> _PASSAGE_
Australia and the United Kingdom 
The 25 was also exported to Australia. Introduced in 1985, it was priced at A$35,000 without cruise control. It had a disc drum brake setup, rather than four-wheel discs as on the Renault 18.

The R25 was exported to the United Kingdom from the beginning of 1984, where its hatchback body style helped it to stand out compared with conventional saloons.

GTX in the United Kingdom was equivalent to Level 3 in the above list & used the 123 hp 2.2i engine. For the facelift versions the equivalent to the GTX was the TXI, with the 2.0 12v engine of 140 hp. The 12v head from the 2.0 engine was latterly used in the J7T 2.2i engine in Safrane. The 2.2 engines in the Safrane are effectively a long-stroke version of the 2.0 engine – which gave better torque but was less free-revving.

> _ENTRIES PROVIDED_
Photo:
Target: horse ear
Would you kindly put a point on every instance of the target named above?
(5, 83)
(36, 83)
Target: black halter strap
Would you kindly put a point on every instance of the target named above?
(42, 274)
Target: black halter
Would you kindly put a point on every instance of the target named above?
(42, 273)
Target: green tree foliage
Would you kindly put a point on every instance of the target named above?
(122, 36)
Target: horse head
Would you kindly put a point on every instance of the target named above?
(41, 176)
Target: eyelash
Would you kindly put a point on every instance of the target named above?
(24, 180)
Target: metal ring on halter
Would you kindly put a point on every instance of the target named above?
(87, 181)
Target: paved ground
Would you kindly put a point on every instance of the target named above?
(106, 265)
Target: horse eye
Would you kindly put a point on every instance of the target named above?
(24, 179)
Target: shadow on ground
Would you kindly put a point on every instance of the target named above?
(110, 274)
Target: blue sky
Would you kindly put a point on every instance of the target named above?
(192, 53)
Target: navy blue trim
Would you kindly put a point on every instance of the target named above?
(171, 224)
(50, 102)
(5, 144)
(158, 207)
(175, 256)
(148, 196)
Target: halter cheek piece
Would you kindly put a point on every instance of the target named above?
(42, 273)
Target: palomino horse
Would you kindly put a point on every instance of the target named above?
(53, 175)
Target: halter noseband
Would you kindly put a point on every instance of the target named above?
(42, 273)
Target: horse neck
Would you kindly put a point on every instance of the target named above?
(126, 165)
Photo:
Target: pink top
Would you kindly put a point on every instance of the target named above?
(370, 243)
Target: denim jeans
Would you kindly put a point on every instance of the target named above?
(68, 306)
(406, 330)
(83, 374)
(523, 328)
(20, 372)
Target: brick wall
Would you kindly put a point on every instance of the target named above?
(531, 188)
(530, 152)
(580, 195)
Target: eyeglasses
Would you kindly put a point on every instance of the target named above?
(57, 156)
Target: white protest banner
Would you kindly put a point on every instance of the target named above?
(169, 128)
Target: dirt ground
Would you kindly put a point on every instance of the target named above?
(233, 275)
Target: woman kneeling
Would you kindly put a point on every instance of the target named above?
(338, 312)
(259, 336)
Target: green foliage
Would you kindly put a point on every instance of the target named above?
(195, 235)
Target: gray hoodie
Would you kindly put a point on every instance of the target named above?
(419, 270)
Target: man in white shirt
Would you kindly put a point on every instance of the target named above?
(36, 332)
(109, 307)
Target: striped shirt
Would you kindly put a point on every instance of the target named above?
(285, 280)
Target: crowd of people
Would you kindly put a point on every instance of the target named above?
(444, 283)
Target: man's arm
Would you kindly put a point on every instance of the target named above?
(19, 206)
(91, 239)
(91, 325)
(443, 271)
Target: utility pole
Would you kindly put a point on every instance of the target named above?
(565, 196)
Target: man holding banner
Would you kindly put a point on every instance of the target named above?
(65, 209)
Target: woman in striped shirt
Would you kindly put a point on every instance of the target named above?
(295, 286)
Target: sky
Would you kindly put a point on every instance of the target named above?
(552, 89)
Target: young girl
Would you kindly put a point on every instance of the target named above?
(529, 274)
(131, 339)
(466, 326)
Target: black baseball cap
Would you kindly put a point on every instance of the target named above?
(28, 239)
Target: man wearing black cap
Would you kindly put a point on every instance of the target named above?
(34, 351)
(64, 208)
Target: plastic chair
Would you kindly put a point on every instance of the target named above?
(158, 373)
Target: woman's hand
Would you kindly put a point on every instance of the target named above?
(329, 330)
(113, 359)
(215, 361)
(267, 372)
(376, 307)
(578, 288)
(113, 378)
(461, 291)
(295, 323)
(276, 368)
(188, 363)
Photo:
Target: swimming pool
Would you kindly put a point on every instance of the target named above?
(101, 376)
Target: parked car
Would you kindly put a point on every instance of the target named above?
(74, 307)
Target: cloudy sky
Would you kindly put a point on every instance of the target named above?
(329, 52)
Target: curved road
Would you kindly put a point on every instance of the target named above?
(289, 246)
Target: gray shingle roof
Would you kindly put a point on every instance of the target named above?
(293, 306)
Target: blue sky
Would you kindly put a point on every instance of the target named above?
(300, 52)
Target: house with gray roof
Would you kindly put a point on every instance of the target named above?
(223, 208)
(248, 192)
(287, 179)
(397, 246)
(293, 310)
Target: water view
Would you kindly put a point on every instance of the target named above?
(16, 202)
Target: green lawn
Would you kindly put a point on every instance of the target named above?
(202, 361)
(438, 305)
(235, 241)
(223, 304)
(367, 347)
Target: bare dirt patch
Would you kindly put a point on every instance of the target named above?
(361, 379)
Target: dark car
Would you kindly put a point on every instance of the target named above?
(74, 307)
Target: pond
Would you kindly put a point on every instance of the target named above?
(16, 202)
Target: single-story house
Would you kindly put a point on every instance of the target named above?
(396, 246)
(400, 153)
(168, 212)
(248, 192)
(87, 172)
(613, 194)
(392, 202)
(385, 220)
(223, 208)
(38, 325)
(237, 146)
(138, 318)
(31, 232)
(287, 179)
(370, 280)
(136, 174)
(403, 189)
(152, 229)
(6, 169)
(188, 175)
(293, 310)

> _WORK TO DO_
1) Write out the Renault 25 passage word for word, starting at "Australia and the" and ending at "the Renault 18.".
2) Give again, word for word, the lines of the records starting at the line that contains "Target: single-story house" and ending at the last line of the records.
The Renault 25 passage and the records have nothing to do with each other.

> _EXPECTED OUTPUTS_
1)
Australia and the United Kingdom 
The 25 was also exported to Australia. Introduced in 1985, it was priced at A$35,000 without cruise control. It had a disc drum brake setup, rather than four-wheel discs as on the Renault 18.

2)
Target: single-story house
Would you kindly put a point on every instance of the target named above?
(396, 246)
(400, 153)
(168, 212)
(248, 192)
(87, 172)
(613, 194)
(392, 202)
(385, 220)
(223, 208)
(38, 325)
(237, 146)
(138, 318)
(31, 232)
(287, 179)
(370, 280)
(136, 174)
(403, 189)
(152, 229)
(6, 169)
(188, 175)
(293, 310)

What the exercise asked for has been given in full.